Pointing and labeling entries
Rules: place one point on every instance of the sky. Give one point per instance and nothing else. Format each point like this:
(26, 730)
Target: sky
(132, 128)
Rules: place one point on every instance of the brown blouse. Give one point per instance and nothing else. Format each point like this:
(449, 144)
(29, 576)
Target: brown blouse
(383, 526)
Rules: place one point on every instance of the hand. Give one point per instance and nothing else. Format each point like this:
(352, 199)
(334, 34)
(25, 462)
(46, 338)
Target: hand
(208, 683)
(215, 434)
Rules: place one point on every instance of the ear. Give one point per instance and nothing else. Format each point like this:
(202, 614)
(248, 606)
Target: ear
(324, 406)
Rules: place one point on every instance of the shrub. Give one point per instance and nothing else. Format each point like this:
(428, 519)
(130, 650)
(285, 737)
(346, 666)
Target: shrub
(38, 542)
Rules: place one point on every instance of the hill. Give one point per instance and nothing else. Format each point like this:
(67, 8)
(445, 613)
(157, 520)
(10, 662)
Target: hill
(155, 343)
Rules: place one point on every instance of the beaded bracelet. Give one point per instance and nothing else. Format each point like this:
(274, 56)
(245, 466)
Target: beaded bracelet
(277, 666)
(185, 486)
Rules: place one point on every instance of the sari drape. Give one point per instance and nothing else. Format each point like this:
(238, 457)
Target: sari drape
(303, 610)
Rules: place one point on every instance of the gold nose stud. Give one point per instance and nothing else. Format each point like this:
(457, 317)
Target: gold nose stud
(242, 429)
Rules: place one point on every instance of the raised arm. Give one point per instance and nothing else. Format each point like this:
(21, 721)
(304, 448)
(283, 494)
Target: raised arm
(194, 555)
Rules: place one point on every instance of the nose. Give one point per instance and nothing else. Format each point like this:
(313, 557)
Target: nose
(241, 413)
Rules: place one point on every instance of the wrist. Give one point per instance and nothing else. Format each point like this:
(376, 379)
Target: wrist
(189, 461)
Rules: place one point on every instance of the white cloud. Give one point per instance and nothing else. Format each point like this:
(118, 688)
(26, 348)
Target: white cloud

▶ **INSTRUCTION**
Revise the items from the line that has "Rules: place one point on every instance of the nose." through the last item, putting "gray cloud" wherever "white cloud" appears and leaving everything else as it is.

▶ **RESULT BELOW**
Rules: place one point on every instance of the nose. Give one point per instance and nothing else. Format each point like this:
(313, 557)
Target: nose
(241, 413)
Rules: place one point on every instance of the wrist. Give one point per instance and nothing else. Format each point like this:
(376, 379)
Target: wrist
(189, 461)
Rules: place one point on every instance of the gray cloud. Give one point per instance and nothing else. Format each point like this:
(118, 688)
(26, 348)
Target: gray cloud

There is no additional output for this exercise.